TASK: Output every line of the material below as a JSON list of strings, one string per line, leaving out blank lines.

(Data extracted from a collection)
--- Start ---
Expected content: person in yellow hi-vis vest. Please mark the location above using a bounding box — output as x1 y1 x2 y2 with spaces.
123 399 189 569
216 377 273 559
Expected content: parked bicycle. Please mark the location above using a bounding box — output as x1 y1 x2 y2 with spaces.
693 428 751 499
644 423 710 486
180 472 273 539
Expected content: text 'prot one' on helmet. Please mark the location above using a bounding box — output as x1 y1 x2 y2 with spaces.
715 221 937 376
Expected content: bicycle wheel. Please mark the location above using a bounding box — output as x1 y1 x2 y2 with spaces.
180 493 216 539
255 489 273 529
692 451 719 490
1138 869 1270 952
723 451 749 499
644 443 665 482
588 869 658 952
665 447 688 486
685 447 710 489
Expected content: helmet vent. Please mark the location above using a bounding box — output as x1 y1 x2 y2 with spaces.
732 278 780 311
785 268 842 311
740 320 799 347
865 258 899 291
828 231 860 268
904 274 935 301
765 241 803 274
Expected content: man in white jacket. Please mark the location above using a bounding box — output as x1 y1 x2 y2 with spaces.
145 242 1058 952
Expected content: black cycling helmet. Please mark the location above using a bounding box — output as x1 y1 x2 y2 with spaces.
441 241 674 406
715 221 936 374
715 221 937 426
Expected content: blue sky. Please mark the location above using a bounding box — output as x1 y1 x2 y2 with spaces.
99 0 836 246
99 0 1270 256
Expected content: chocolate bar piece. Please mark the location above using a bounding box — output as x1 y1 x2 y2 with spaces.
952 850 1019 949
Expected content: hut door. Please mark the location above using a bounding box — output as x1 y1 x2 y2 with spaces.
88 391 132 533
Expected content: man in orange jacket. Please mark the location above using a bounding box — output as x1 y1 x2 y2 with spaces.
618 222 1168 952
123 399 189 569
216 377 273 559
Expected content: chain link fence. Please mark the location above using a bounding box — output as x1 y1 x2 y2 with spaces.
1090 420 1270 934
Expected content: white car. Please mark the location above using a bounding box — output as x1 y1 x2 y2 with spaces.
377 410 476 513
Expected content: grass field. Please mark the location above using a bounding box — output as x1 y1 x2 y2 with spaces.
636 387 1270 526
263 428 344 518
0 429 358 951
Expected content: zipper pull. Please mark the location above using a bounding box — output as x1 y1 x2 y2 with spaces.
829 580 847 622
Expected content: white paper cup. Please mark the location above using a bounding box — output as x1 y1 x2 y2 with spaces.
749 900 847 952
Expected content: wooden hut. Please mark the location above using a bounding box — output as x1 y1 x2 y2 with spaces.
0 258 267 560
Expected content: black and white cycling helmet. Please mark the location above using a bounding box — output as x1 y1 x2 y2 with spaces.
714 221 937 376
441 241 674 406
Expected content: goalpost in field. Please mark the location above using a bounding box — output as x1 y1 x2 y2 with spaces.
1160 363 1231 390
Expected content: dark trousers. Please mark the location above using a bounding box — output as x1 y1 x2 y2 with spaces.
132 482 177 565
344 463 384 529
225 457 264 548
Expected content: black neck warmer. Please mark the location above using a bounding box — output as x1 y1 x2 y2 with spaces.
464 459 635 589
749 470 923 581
--- End ---
SOLUTION BELOW:
[
  "Expected content: person in yellow hi-vis vest. Please mark the location above using a bounding box — output as x1 y1 x2 y2 with spaces.",
  "123 399 189 569",
  "216 377 273 559",
  "Expected content: parked bicycle. Please mark the location above using a bounding box — output as x1 y1 x2 y2 with spaces.",
  "693 428 751 499",
  "644 423 710 486",
  "180 472 273 539",
  "Expected content: text 'prot one' on helmet. Please mark the location above using a bounding box — output as x1 y1 x2 y2 with spaces.",
  "715 221 937 376",
  "Expected content: bicycle wheel. Please mark the location above using a bounding box — output as x1 y1 x2 y2 with spaces.",
  "180 493 216 539",
  "255 489 273 529",
  "692 451 719 490",
  "1138 869 1270 952",
  "723 451 749 499",
  "644 443 665 482",
  "588 869 658 952",
  "665 447 688 486",
  "685 447 710 489",
  "Expected content: helmet vent. Please mark the location above using a bounding box — output as x1 y1 x2 y2 with spaces.",
  "732 278 780 311",
  "785 268 842 311",
  "740 320 799 347",
  "865 258 899 291",
  "828 231 860 268",
  "904 274 935 301",
  "765 241 803 274",
  "Expected content: man in white jacket. Please mark the location above using a bounding box — output as x1 y1 x2 y2 with spaces.",
  "145 242 1058 952",
  "Expected content: black cycling helmet. Please mark the location above using a bounding box — output as x1 y1 x2 y2 with spaces.",
  "441 241 674 406",
  "715 221 936 374",
  "715 221 937 426",
  "Expected content: blue sky. Please mark the location above using a bounding box — output as x1 y1 x2 y2 with spaces.",
  "99 0 836 246",
  "99 0 1270 256",
  "Expected content: chocolate bar piece. Please mark the location above using a bounding box — output as x1 y1 x2 y2 with spaces.",
  "952 850 1019 949",
  "Expected content: hut door. Please mark the location above using a bounding box — output as x1 y1 x2 y2 with spaces.",
  "88 391 132 533",
  "Expected content: man in orange jacket. Please mark the location above using a bounding box — output as x1 y1 x2 y2 with spaces.",
  "618 222 1168 952",
  "123 399 189 569",
  "216 377 273 559",
  "Expected content: chain link fence. Please mark the location above using a bounding box — output as x1 y1 x2 y2 with spaces.",
  "1090 420 1270 934",
  "Expected content: white car. Please mark the location above using a bounding box — output as x1 y1 x2 y2 with spaces.",
  "377 410 476 513",
  "Expected content: grass field. Please mark the location above using a bounding box — output as x1 y1 x2 y2 with spaces.",
  "636 387 1270 526",
  "263 428 344 518",
  "0 429 358 951",
  "Expected content: zipper pull. Please mark the location above using a bounding box — output as x1 y1 x2 y2 with spaces.",
  "829 580 847 622",
  "Expected content: white paper cup. Please mark the location above using a bounding box — output as x1 y1 x2 y2 with spaces.",
  "749 900 847 952",
  "Expected content: wooden hut. Please mark the location above using a bounding box — output as x1 y1 x2 y2 with spaces.",
  "0 258 267 560",
  "Expected content: black and white cycling helmet. Please mark the location above using a bounding box — output as x1 y1 x2 y2 with spaces.",
  "714 221 937 376",
  "441 241 674 406",
  "Expected content: goalpost in field. Please mark the location above using a bounding box — output as x1 y1 x2 y2 with spaces.",
  "1160 363 1231 390",
  "Expected content: dark trousers. Please mark the location above using a bounding box — output as x1 y1 x2 y2 with spaces.",
  "132 482 177 565",
  "344 463 384 529",
  "225 457 264 548",
  "Expected content: black neck warmer. Please mark the location above using a bounding box — output as x1 y1 x2 y2 with spaces.",
  "464 459 635 589",
  "749 470 923 581"
]